WRITTEN PROBLEM ▸
Collect every line in the records below that contains the word "glasses", and list those lines in their original order.

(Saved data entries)

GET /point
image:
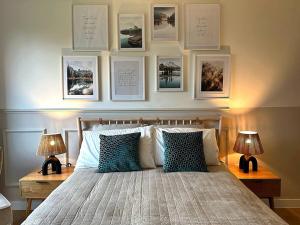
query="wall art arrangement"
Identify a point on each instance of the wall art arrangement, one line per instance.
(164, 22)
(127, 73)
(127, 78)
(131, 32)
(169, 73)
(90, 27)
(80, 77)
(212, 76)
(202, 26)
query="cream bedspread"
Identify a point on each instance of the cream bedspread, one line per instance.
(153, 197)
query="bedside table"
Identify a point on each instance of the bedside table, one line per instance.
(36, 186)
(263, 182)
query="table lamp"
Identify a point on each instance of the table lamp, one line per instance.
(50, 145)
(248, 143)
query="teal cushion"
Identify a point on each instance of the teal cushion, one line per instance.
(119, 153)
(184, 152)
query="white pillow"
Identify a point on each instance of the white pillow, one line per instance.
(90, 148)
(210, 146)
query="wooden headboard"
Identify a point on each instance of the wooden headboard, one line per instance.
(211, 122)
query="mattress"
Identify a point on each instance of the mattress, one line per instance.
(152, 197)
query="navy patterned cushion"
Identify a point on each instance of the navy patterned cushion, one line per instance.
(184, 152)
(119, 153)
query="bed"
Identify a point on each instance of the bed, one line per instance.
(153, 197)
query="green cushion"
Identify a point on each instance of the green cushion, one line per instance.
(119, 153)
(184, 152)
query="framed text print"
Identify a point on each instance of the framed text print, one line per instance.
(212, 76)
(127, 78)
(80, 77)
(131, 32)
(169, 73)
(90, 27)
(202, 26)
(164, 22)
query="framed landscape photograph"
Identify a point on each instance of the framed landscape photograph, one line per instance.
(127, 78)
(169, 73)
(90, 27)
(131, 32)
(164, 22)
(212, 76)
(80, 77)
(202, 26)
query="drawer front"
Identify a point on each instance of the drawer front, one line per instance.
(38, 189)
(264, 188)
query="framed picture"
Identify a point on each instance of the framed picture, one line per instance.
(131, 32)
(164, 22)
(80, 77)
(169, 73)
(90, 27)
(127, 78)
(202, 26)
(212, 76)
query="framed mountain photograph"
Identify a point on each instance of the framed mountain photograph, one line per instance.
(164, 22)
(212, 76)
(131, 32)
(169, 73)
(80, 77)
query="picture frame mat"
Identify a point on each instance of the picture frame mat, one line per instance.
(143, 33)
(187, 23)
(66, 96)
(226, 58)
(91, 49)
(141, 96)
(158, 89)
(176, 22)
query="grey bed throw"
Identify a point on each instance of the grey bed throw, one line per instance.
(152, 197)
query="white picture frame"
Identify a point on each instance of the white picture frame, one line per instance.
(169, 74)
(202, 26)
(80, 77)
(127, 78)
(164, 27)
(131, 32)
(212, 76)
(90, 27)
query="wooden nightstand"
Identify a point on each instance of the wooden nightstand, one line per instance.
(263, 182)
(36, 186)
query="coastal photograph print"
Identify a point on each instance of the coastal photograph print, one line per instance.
--
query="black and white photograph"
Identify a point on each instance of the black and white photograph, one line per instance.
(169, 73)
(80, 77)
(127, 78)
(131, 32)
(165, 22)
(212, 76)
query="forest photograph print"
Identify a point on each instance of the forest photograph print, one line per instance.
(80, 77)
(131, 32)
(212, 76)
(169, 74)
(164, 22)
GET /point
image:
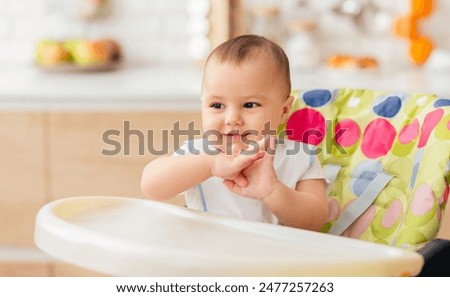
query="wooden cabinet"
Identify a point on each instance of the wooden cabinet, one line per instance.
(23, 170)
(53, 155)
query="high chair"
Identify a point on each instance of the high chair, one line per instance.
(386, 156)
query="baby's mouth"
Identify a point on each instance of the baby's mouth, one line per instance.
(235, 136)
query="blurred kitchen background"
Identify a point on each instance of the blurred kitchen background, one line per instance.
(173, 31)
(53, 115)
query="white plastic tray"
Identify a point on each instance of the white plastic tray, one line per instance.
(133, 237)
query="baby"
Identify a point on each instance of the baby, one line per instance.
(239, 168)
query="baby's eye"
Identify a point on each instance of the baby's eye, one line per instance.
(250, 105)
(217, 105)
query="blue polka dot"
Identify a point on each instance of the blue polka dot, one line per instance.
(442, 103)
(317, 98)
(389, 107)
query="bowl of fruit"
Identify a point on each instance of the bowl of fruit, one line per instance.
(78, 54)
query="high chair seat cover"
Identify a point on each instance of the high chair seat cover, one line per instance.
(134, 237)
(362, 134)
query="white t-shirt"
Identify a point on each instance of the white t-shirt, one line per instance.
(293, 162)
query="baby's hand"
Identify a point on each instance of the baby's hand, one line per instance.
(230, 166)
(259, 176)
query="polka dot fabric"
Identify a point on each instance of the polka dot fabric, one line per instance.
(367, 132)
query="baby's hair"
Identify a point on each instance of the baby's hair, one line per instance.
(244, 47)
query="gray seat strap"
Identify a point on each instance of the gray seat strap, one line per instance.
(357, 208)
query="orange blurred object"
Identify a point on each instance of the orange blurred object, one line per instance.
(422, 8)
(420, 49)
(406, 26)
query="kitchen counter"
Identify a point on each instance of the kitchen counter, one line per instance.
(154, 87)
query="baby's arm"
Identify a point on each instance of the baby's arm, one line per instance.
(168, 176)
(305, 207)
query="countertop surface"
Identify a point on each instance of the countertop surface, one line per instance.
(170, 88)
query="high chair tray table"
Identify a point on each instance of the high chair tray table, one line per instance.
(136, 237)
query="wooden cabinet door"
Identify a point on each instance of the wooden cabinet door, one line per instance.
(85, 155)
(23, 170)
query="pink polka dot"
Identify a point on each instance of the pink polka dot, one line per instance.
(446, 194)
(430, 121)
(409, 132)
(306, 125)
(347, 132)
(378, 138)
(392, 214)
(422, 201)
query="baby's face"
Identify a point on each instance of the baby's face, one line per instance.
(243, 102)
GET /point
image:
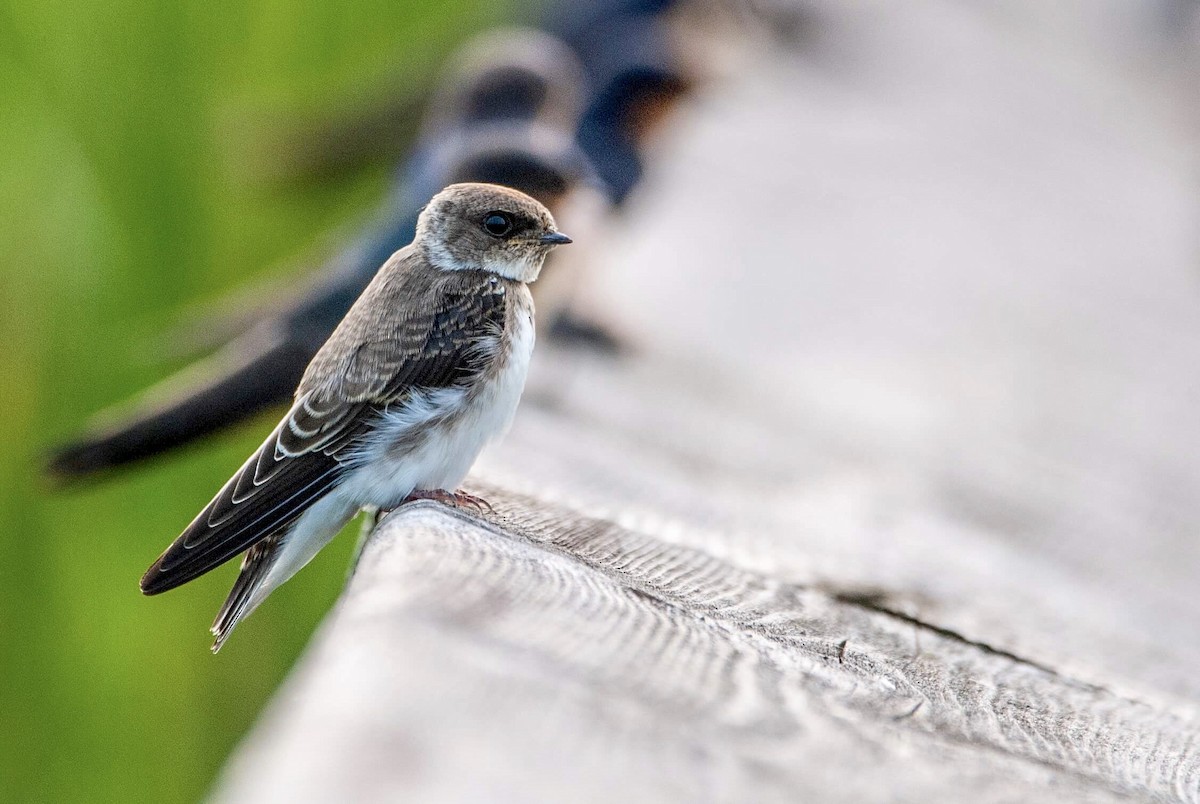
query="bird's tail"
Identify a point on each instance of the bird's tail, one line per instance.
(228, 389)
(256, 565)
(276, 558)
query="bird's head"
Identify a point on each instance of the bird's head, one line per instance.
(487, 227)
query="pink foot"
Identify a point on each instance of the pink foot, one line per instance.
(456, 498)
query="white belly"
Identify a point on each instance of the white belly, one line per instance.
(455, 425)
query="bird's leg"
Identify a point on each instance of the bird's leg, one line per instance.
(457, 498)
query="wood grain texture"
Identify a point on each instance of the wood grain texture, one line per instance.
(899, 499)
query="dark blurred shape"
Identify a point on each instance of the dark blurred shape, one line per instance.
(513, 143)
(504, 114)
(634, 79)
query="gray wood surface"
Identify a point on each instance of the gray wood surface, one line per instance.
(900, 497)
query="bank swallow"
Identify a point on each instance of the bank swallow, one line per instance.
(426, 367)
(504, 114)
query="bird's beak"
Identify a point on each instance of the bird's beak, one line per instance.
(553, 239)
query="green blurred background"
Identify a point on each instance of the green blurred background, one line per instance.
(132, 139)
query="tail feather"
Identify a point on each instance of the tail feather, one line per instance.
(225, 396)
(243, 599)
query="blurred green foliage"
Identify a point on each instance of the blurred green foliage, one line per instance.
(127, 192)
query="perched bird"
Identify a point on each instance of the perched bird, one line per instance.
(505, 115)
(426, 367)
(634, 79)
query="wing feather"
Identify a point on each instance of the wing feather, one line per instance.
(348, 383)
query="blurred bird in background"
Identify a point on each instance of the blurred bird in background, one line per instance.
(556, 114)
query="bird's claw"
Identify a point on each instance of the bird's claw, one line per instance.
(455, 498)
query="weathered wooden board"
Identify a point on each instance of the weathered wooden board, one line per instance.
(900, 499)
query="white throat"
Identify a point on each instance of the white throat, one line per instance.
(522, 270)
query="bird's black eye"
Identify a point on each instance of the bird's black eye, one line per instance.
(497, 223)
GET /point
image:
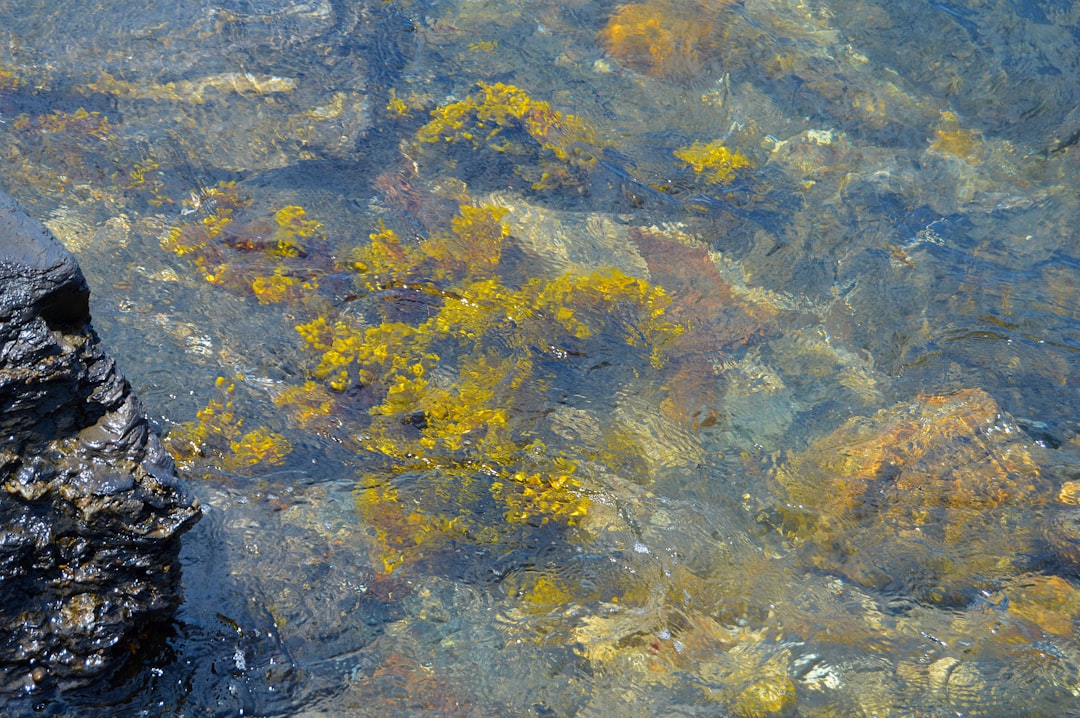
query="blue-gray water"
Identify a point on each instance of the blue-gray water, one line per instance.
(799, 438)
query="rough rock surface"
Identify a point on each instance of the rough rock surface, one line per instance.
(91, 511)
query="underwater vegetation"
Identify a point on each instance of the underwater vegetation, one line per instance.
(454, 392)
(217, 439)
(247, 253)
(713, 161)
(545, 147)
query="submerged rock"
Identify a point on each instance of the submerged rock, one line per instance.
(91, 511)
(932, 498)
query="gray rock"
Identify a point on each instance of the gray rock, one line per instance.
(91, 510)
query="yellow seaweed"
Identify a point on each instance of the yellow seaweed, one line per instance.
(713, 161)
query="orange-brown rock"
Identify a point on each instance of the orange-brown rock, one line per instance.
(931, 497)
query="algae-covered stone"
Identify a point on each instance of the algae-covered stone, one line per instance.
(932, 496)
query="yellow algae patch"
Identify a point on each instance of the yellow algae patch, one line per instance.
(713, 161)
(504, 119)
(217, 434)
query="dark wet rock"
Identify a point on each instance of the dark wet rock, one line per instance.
==
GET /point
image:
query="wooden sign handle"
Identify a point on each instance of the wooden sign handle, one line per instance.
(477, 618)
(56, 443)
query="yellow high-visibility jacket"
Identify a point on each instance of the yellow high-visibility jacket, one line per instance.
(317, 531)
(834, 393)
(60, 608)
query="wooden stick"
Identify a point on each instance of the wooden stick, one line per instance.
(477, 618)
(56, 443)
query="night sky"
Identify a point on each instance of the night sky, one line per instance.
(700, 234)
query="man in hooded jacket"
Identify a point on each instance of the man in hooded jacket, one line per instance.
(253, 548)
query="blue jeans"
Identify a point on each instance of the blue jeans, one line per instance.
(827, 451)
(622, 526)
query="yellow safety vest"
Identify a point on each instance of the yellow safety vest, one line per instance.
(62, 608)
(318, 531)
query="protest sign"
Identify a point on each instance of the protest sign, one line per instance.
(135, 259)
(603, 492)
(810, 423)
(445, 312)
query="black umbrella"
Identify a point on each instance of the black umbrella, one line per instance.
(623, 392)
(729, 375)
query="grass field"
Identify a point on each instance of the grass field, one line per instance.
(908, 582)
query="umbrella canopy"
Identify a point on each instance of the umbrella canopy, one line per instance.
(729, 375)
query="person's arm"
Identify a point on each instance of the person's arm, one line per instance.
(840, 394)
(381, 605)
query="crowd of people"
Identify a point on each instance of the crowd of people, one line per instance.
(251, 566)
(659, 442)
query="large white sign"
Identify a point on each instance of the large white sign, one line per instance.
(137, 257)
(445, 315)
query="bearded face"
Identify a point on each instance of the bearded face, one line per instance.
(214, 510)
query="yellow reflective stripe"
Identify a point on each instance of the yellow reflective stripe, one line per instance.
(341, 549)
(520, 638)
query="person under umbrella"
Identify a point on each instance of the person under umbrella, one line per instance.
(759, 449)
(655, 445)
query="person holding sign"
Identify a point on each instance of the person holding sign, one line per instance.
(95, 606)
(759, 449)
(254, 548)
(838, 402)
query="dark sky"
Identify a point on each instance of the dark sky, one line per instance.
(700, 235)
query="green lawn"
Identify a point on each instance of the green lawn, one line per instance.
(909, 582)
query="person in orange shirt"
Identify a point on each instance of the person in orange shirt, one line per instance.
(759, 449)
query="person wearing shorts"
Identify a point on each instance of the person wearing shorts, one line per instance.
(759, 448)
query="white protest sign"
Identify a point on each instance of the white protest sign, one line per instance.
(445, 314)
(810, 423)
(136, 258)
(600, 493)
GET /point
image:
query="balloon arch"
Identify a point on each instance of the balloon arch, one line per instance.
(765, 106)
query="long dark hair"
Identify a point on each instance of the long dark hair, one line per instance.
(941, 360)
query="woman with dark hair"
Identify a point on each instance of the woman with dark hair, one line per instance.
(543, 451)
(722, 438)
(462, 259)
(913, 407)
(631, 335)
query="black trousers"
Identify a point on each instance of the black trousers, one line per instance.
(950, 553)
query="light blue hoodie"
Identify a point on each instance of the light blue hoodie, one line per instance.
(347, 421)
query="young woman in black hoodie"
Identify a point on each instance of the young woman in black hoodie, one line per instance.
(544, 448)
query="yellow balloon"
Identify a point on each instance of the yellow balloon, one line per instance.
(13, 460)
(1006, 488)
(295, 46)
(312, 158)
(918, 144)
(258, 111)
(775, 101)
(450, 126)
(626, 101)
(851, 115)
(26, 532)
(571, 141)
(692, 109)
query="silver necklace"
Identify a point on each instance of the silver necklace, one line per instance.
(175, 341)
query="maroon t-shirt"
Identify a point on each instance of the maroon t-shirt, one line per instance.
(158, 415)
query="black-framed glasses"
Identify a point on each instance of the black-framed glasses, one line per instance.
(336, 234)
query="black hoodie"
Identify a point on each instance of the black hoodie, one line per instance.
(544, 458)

EXERCISE ANSWER ▸
query="black-framed glasses"
Identify a point on each instance of the black-framed glasses, one line per instance.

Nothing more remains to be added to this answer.